*YOUR TASK*:
In the article about AT&T's software network for retailers, rewrite the stretch from "Since its beginnings" through "television through DirecTV.", changing "phones" to "telephones".
#### TEXT FOR ANALYSIS ####
AT&T Innovates a Software Network for Retailers to Monitor and Diagnose Connected Devices From the Cloud
2.15.17 Innovative Technologies

AT&T Innovates a Software Network for Retailers to Monitor and Diagnose Connected Devices From the Cloud

By: Jon McDonald

The Crunch: AT&T has moved well past its origins as American Telephone & Telegraph and is now digitally connecting a retailer’s entire store over speedy and powerful wireless networks. With the architecture it has developed, AT&T leverages the cloud to keep a retailer in complete control of every device it has connected in a store. From point-of-sale systems to digital signage to smart coolers, AT&T’s connected infrastructure can dramatically reduce labor costs associated with maintenance and upkeep by showing a business owner — in real time — exactly what problems devices are experiencing. Beyond cost reduction, AT&T networks can easily scale up wifi to keep up with consumer demand, streamline ordering processes, and provide analytics to keep retailers focused on the future.

Since its beginnings as the American Telephone & Telegraph Company in 1885, AT&T has been a recognizable name in the communications industry. As the telephone exploded in popularity and the telegraph faded away as a form of communication, AT&T shifted its resources to focus on phones.

But AT&T has not just reacted to demands or industry trends. The company has been proactive about innovating and finding the new communication avenues of the future. Today, AT&T is one of the world’s leading providers of mobile phone service, internet, and even television through DirecTV.
#### RECORD SET ####
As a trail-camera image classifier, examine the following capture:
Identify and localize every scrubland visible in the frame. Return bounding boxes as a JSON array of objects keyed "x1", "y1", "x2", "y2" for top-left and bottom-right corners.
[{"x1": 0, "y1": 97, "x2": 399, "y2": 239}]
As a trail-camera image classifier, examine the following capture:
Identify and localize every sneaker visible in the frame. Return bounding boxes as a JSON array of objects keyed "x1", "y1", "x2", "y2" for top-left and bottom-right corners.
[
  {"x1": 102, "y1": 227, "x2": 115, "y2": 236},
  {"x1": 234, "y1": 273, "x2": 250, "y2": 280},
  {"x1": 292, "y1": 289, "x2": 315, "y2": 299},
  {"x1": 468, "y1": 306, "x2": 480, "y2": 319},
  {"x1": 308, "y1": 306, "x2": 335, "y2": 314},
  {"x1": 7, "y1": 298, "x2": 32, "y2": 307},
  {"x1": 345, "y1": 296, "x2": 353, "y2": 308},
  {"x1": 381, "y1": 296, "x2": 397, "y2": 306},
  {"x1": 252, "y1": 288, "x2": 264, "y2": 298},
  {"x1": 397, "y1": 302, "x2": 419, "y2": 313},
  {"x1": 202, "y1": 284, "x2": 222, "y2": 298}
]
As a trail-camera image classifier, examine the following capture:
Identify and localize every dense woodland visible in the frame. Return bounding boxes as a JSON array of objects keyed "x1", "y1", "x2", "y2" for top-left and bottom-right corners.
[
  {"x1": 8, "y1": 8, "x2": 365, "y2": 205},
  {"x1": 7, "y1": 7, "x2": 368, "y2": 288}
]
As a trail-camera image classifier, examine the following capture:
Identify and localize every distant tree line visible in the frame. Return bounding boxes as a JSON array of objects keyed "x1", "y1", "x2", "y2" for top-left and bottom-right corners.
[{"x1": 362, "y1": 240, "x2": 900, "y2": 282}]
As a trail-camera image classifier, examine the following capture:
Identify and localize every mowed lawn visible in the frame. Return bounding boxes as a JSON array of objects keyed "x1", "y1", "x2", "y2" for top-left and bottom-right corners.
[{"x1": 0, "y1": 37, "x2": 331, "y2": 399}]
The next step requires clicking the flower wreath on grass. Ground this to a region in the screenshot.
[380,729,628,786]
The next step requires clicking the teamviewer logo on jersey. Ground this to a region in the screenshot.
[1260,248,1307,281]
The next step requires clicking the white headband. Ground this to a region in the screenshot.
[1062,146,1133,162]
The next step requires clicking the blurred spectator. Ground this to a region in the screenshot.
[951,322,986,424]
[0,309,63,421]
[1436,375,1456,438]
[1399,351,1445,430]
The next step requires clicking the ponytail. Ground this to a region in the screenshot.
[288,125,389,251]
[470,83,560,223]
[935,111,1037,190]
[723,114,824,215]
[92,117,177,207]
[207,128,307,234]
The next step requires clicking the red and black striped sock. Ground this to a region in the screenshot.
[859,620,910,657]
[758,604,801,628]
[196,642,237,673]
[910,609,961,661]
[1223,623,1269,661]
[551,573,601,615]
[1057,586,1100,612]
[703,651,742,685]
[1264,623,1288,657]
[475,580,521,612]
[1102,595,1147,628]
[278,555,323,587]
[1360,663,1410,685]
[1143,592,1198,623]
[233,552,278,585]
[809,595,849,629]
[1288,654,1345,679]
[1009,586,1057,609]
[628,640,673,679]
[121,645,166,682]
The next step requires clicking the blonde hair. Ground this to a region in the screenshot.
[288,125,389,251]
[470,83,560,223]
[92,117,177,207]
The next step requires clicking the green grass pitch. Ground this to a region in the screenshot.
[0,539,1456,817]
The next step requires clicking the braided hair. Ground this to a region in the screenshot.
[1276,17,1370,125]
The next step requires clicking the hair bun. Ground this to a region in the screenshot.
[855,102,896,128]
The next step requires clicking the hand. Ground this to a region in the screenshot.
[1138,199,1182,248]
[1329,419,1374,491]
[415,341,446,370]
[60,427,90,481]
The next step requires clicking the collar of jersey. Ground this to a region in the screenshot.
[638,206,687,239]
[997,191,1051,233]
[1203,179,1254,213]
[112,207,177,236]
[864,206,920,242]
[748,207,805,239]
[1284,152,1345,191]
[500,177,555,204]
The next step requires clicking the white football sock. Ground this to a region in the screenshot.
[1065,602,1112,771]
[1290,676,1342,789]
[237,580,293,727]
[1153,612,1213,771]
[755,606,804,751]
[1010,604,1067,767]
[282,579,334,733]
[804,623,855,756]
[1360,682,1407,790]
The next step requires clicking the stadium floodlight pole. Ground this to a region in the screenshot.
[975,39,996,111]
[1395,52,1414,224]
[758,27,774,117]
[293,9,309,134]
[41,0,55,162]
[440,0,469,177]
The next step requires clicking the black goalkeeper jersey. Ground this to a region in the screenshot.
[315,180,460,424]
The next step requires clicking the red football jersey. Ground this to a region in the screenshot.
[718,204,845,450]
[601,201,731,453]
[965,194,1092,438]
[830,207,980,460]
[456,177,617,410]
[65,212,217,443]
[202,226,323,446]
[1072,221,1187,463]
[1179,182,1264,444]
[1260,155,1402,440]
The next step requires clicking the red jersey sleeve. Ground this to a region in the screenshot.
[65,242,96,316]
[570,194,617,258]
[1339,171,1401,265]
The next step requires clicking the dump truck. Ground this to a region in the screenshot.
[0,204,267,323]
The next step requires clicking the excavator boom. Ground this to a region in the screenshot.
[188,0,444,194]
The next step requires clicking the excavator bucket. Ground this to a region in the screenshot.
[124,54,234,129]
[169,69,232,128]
####
*RESPONSE BELOW*:
Since its beginnings as the American Telephone & Telegraph Company in 1885, AT&T has been a recognizable name in the communications industry. As the telephone exploded in popularity and the telegraph faded away as a form of communication, AT&T shifted its resources to focus on telephones.

But AT&T has not just reacted to demands or industry trends. The company has been proactive about innovating and finding the new communication avenues of the future. Today, AT&T is one of the world’s leading providers of mobile phone service, internet, and even television through DirecTV.